Reproduce each line below with no alterations.

[Dataset entries]
= = = =
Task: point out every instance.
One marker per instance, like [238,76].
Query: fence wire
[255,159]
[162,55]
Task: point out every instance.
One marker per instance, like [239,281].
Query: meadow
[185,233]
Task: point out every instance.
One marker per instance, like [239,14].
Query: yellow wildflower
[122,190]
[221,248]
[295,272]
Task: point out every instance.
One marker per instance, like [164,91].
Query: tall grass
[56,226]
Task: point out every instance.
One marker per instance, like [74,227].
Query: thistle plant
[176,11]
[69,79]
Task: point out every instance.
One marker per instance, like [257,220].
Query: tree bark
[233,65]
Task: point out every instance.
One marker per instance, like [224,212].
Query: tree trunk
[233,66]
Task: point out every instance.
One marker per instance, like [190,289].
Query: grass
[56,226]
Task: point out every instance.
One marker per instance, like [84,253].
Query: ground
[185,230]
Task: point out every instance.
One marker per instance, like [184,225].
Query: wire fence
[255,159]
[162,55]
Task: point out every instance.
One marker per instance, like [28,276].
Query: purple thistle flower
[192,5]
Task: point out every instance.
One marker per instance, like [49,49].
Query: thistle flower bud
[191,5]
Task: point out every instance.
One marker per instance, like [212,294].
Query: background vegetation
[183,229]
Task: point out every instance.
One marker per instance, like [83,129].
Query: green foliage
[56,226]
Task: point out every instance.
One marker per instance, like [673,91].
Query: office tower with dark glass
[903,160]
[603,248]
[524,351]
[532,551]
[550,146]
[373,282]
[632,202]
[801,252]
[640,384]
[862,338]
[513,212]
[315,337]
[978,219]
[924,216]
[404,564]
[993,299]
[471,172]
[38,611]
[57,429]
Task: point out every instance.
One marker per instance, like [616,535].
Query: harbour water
= = = =
Your solution:
Task: point out every instance.
One marker per instance, like [238,76].
Query: fence wire
[255,159]
[162,55]
Task: point out every instance.
One marker per instance, like [239,281].
Query: meadow
[185,233]
Task: point out every instance.
One marker per instance, like [239,14].
Query: yellow wildflower
[122,190]
[221,248]
[295,272]
Task: point out every instance.
One marker per instance, like [164,91].
Query: tall grass
[56,226]
Task: point out every instance.
One marker per instance, like [74,227].
Query: thistle plant
[176,11]
[69,79]
Task: point out every instance.
One marker per instance, like [257,220].
Query: tree bark
[233,65]
Task: point out every instance.
One marker per instance, like [224,212].
Query: tree trunk
[233,66]
Task: point out every instance.
One marker per instance, like [190,289].
Query: grass
[56,226]
Task: point out every instance.
One marker per instance, like [84,253].
Query: ground
[185,230]
Task: point out every instance.
One marker per instance, like [184,225].
Query: wire fence
[255,159]
[162,55]
Task: point out every instance.
One marker per instance, like [28,276].
Query: purple thistle flower
[192,5]
Task: point out every instance.
One marker per instance, like [49,49].
Query: thistle flower bud
[191,5]
Task: point out every instance.
One marker per instance, like [212,294].
Query: background vegetation
[183,229]
Task: point out every instance.
One marker per instance, like [83,129].
Query: green foliage
[56,226]
Task: point out every instance.
One marker per instance, like [673,91].
Query: office tower with dark glass
[903,160]
[603,248]
[524,351]
[532,551]
[550,146]
[373,282]
[632,202]
[801,252]
[640,384]
[862,338]
[513,212]
[315,337]
[978,219]
[924,216]
[404,564]
[993,299]
[471,172]
[38,611]
[57,429]
Task: point out every instance.
One marker per instance, like [616,535].
Query: harbour water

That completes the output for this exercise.